● Given task 1: Edit the forum post about horns and compression drivers, starting with "Edit: I'm not" and going on through "(Sep 11, 2006)", so that "compression drivers" becomes "horn drivers".
● Given task 2: Continue the forum thread about car audio horns from where it stops.
[START Passage provided]
Edit: I'm not selling any horn bodies , Eric would be able to help anyone that needs those . I just have a couple compression drivers I would let go of . I apologize, the ones I would let go are cd1ev3 and cd10nd and maybe some 4540s

The Beyma's are brand new they have 2 miles on them . The rest of what I have some needs new diaphragms so I'll hang on to those and the B&Cs I have I'm keeping . Lol


----------



## Patrick Bateman (Sep 11, 2006)

oabeieo said:


> Here a story.
> 
> I hired a installer he's a noob , I recruited him from the spl circuit. He has won a few local spl sound offs running sundows and what not. Someone in the shop brought up horns. He was talking like he knew exactly what they are and how awful they are. He didn't know I had horns installed. I let him listen to my car , and didn't tell him I had horns. At the time they were mounted under dash . He said that was the best system he's ever heard . We were exiting the car and when I was walking away , I said ." You just heard horns" .
[END Passage provided]
[START Dataset content]
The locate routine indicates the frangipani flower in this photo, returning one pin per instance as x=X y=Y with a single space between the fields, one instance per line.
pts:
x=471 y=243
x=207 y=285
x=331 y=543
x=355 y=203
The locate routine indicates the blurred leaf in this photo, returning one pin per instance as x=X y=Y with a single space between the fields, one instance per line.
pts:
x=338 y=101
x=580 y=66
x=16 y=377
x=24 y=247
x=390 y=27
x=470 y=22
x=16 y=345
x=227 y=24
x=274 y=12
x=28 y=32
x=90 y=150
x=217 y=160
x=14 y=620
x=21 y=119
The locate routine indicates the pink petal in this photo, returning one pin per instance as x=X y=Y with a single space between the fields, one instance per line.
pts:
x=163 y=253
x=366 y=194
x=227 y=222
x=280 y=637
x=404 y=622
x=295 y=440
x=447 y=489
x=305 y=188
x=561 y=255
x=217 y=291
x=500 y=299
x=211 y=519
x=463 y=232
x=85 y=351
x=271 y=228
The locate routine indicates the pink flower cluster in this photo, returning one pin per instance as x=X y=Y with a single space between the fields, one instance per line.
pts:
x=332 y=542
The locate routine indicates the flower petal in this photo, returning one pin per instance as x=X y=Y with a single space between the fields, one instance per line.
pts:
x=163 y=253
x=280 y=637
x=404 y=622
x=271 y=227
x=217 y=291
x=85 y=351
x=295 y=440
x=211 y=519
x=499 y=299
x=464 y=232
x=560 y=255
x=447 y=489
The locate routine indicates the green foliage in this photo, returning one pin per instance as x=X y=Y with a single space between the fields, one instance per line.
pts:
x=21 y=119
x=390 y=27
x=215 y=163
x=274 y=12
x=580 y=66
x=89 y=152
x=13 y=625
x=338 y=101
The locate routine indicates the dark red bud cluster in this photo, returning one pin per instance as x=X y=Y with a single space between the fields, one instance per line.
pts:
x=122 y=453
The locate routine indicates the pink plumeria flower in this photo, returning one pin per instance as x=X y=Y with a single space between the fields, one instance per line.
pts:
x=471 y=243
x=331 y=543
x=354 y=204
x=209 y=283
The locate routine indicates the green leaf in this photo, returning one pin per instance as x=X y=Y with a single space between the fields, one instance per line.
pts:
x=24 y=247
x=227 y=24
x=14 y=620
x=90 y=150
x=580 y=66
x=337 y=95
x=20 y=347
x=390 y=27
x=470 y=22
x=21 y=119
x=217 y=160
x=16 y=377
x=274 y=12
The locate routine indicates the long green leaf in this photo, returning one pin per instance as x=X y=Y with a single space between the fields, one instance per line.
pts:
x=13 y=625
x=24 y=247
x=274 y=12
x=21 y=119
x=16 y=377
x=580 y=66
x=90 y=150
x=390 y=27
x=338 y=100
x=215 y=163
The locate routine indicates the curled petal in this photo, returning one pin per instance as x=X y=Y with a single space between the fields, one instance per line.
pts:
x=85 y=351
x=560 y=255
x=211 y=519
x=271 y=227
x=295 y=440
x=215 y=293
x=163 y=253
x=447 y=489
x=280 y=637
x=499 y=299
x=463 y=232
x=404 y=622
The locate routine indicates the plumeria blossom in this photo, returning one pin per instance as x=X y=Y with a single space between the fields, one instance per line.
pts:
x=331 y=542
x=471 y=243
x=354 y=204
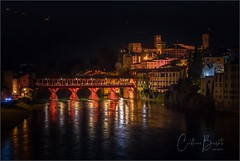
[END Dataset content]
● Final answer 1:
Edit: I'm not selling any horn bodies , Eric would be able to help anyone that needs those . I just have a couple horn drivers I would let go of . I apologize, the ones I would let go are cd1ev3 and cd10nd and maybe some 4540s

The Beyma's are brand new they have 2 miles on them . The rest of what I have some needs new diaphragms so I'll hang on to those and the B&Cs I have I'm keeping . Lol


----------



## Patrick Bateman (Sep 11, 2006)

● Final answer 2:
> 
> ...


Here's my story:

I read an interview with Richard Clark in CA&E when I was a teenager. Richard was the first person I came across who was actively fighting against all the audiophile ******** that's so prevalent in the industry. It was refreshing and it got me interested in horns. I built my own horns for about half a decade. All self-taught.

Eventually I listened to a horn car (Harry Kimura's Acura) and it was everything I'd hoped for and more.

The thing is, 75% of my projects didn't work, maybe even 90%. But when it works, it's really special.

That's basically how horns work. They're easy to **** up, but when you get everything dialed in, they're kinda magical.

Having said all that, listening to Gary's car changed my perspective on a lot of things. Basically amps are so cheap and powerful, if you know what your'e doing, you can get very good dynamics with direct radiators without suffering with the drawbacks of compression drivers. That's why you haven't seen a compression driver in any of my projects lately.


----------



## oabeieo (Feb 22, 2015)

Patrick Bateman said:


> The thing is, 75% of my projects didn't work, maybe even 90%. But when it works, it's really special.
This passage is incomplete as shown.